● Work to do:
List every line in the rows below that contains the string "wall", copying each such line in full.

● Records provided:
* start *

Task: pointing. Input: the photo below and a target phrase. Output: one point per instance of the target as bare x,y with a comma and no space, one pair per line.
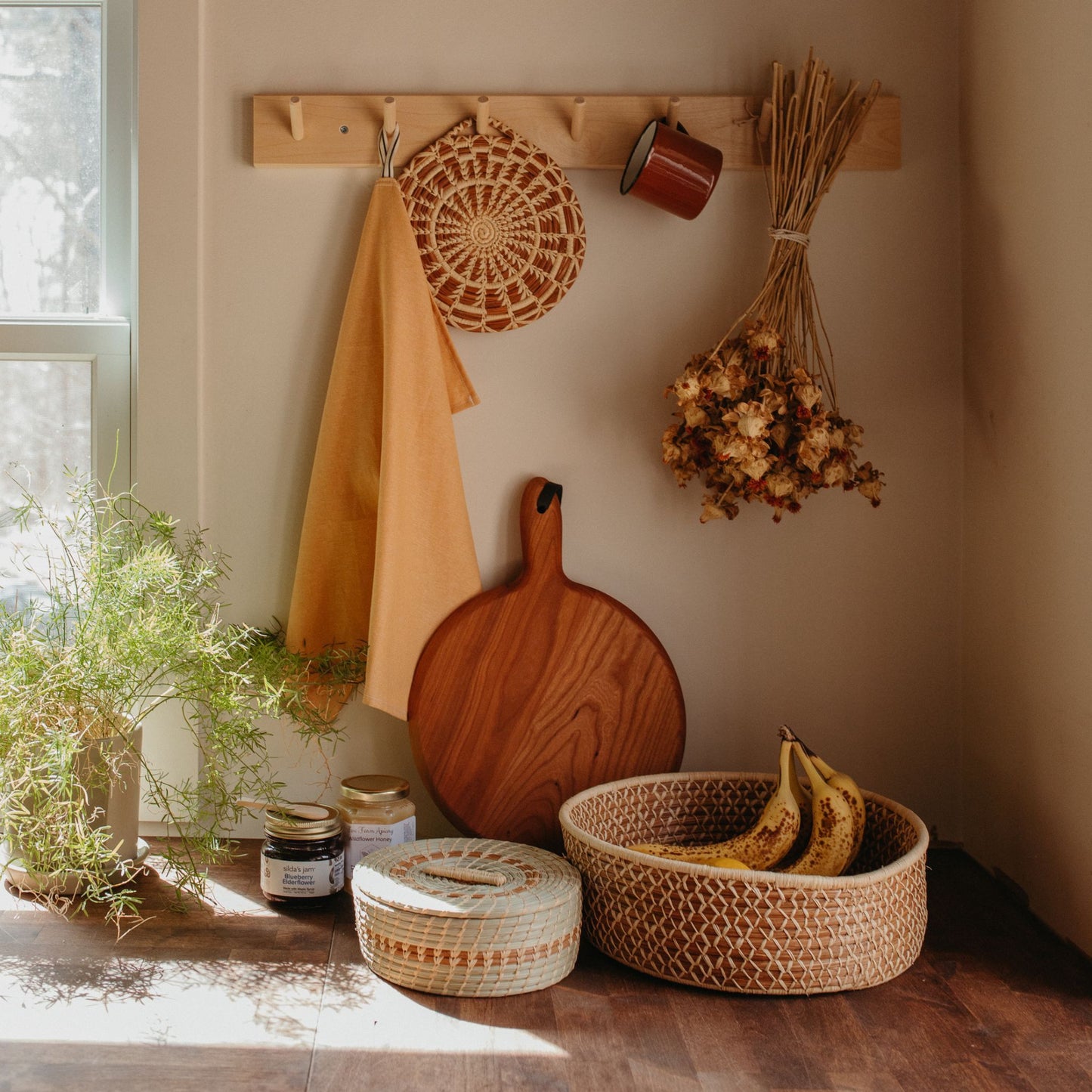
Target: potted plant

* end *
* start *

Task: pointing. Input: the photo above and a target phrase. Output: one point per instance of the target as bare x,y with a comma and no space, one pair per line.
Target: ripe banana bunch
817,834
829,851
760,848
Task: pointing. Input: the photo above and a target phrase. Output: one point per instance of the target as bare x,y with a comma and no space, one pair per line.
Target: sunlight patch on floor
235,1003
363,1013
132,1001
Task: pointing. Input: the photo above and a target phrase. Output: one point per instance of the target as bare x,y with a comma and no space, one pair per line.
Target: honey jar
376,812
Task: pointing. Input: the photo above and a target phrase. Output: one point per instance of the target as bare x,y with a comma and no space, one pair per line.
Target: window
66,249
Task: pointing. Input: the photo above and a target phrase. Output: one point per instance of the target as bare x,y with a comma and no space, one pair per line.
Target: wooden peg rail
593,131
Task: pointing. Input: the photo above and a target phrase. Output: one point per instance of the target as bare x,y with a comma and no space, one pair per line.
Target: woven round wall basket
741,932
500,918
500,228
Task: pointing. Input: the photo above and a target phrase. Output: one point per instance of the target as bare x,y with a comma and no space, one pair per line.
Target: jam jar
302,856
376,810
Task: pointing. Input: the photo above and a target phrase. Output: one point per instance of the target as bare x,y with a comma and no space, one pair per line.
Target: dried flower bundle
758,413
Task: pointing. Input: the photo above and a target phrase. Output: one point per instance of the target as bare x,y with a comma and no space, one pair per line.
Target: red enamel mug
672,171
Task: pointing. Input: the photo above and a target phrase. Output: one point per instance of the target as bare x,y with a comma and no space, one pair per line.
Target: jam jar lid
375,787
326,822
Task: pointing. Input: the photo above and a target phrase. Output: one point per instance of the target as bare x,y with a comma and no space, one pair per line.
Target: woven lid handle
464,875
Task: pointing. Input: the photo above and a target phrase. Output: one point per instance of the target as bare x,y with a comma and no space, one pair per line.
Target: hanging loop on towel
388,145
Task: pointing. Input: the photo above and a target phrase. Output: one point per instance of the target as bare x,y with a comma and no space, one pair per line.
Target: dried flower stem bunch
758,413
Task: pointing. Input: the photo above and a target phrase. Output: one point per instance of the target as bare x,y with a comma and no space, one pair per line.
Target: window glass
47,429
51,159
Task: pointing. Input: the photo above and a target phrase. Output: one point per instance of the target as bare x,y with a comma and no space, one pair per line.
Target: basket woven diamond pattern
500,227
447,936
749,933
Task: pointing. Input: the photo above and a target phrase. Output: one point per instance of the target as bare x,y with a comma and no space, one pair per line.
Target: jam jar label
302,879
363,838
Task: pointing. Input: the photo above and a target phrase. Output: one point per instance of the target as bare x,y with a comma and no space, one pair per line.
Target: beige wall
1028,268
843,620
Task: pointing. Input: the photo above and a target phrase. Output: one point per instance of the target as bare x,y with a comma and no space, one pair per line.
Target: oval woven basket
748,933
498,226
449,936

* end *
* start *

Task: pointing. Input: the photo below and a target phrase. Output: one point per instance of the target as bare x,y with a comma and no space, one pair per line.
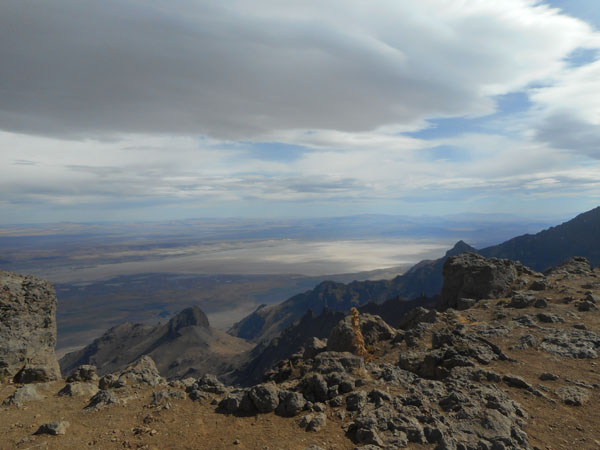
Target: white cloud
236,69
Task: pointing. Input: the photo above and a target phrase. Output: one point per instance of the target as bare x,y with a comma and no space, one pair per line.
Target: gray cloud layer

* end *

● Written solution:
Target: woven round wall basket
Target: beige wall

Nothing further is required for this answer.